• _TASK DATA_:
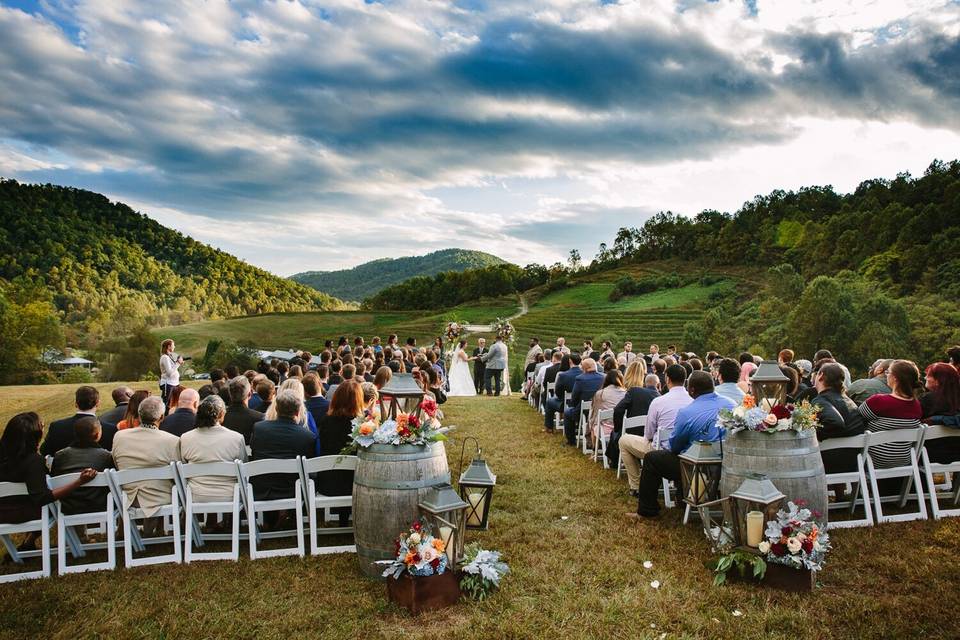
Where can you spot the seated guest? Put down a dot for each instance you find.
(282, 438)
(873, 384)
(60, 433)
(728, 372)
(941, 405)
(142, 447)
(608, 397)
(239, 416)
(898, 409)
(83, 453)
(335, 429)
(112, 417)
(209, 441)
(584, 386)
(182, 419)
(696, 421)
(132, 417)
(661, 414)
(20, 461)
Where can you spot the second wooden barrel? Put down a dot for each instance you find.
(387, 485)
(790, 459)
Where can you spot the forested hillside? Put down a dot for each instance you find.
(365, 280)
(106, 269)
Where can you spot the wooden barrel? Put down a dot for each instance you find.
(790, 459)
(387, 485)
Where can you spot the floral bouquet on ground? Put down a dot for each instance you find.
(406, 429)
(503, 329)
(781, 417)
(482, 571)
(795, 540)
(418, 553)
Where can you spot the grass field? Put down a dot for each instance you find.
(576, 572)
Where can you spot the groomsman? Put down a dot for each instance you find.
(479, 368)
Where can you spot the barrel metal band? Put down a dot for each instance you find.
(402, 484)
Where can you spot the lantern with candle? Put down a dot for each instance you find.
(445, 512)
(754, 503)
(476, 487)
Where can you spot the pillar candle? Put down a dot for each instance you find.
(754, 528)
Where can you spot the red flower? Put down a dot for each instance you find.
(781, 412)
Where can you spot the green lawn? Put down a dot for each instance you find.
(577, 572)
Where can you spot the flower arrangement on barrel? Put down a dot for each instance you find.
(407, 428)
(770, 419)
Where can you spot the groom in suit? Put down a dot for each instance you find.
(478, 366)
(496, 361)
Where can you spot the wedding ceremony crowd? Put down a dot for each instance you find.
(306, 407)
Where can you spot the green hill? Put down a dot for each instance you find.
(365, 280)
(104, 269)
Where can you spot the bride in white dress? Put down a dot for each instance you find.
(461, 382)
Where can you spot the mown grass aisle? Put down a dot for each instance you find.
(582, 576)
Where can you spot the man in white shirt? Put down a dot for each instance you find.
(660, 418)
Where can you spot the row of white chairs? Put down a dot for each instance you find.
(186, 547)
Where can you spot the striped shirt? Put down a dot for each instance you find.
(885, 412)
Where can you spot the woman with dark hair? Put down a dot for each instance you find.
(20, 461)
(132, 418)
(898, 409)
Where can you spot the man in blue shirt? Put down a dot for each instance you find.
(585, 385)
(696, 421)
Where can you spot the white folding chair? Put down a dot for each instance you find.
(910, 473)
(936, 432)
(41, 524)
(316, 500)
(253, 507)
(186, 471)
(629, 423)
(857, 480)
(600, 451)
(131, 513)
(107, 519)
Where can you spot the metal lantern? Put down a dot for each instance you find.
(700, 473)
(401, 386)
(476, 487)
(445, 512)
(769, 385)
(751, 506)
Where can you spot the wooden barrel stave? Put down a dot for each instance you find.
(388, 484)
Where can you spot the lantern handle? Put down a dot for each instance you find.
(463, 448)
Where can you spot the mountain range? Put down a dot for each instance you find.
(369, 278)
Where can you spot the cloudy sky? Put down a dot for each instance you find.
(317, 135)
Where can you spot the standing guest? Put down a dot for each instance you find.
(169, 369)
(83, 453)
(20, 461)
(696, 421)
(210, 441)
(61, 433)
(898, 409)
(728, 372)
(335, 429)
(282, 438)
(874, 383)
(185, 415)
(608, 397)
(132, 417)
(239, 416)
(584, 387)
(112, 417)
(142, 447)
(661, 414)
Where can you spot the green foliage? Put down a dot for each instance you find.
(370, 278)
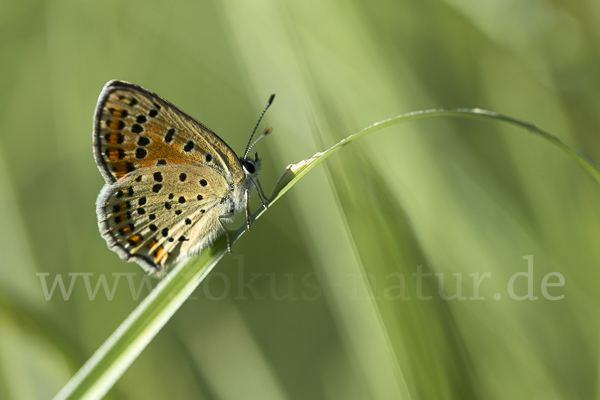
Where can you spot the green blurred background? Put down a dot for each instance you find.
(455, 197)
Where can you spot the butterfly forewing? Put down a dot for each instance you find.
(135, 129)
(157, 213)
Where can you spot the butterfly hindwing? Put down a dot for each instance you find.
(154, 214)
(135, 128)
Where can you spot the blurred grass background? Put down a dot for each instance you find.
(452, 196)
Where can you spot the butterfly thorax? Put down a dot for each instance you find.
(170, 181)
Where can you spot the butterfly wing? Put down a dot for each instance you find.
(155, 214)
(135, 128)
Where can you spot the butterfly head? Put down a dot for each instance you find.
(251, 167)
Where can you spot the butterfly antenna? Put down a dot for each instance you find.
(250, 144)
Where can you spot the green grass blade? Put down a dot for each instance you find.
(109, 362)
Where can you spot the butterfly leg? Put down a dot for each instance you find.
(225, 230)
(248, 208)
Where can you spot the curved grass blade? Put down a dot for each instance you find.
(109, 362)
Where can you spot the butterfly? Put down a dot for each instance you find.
(171, 182)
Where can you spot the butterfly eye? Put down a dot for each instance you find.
(249, 166)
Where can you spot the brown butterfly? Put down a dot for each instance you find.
(171, 183)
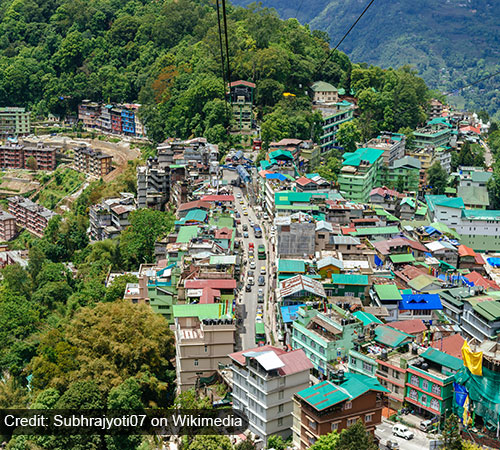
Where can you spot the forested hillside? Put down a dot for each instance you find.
(451, 43)
(165, 55)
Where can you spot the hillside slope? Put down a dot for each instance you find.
(450, 42)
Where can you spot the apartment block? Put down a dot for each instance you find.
(264, 382)
(29, 215)
(334, 406)
(110, 217)
(92, 162)
(204, 337)
(8, 228)
(14, 121)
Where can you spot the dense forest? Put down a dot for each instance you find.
(451, 43)
(165, 55)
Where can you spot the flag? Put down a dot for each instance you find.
(472, 360)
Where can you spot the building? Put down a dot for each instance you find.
(335, 406)
(14, 121)
(8, 228)
(264, 382)
(110, 217)
(29, 215)
(17, 156)
(204, 337)
(325, 337)
(360, 173)
(242, 94)
(92, 162)
(429, 386)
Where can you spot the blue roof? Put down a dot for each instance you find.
(289, 313)
(418, 302)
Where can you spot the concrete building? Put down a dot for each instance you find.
(8, 228)
(17, 156)
(334, 406)
(111, 216)
(264, 382)
(14, 121)
(242, 94)
(204, 338)
(360, 173)
(92, 162)
(29, 215)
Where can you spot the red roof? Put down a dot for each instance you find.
(214, 284)
(242, 83)
(413, 326)
(218, 198)
(452, 345)
(197, 204)
(479, 280)
(294, 361)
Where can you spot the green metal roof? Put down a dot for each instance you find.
(442, 358)
(398, 259)
(373, 231)
(187, 233)
(387, 292)
(366, 318)
(350, 279)
(391, 337)
(202, 311)
(362, 154)
(291, 266)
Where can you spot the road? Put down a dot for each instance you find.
(248, 300)
(421, 440)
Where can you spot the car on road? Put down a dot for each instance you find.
(402, 431)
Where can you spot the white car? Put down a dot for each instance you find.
(402, 431)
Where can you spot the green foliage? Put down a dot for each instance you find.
(437, 178)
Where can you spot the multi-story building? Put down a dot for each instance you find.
(16, 156)
(360, 173)
(429, 386)
(325, 337)
(204, 338)
(92, 162)
(108, 218)
(88, 113)
(8, 228)
(393, 145)
(264, 382)
(29, 215)
(242, 93)
(14, 121)
(335, 406)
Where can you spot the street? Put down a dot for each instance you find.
(421, 440)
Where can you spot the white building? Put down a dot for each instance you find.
(264, 382)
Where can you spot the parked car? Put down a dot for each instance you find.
(402, 431)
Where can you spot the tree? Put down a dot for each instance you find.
(437, 178)
(355, 437)
(348, 135)
(31, 163)
(326, 442)
(451, 433)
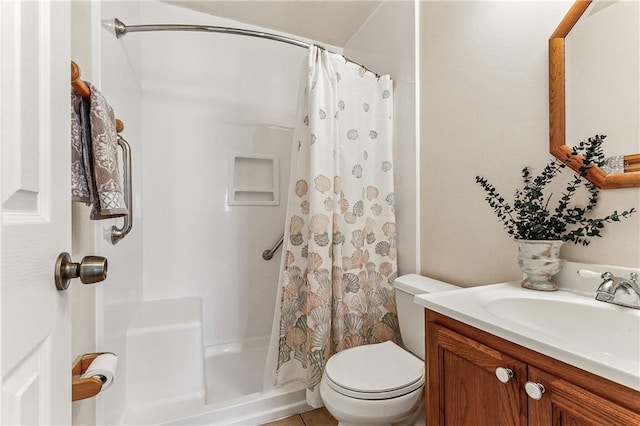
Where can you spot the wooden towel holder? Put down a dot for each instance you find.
(83, 90)
(89, 386)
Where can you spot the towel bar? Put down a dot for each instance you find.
(83, 90)
(119, 233)
(268, 254)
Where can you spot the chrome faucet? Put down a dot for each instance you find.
(608, 291)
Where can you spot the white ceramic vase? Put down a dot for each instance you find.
(540, 261)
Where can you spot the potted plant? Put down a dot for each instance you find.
(540, 224)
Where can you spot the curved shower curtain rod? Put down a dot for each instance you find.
(120, 29)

• _PROMPT_: Each line above, from the one that contains "Where can you spot the curved shower" to the last line of the records, should be repeated exactly. Leave out all others.

• _RESULT OF THE EXERCISE_:
Where can you spot the curved shower curtain rod? Put down a dot for each instance you find.
(120, 29)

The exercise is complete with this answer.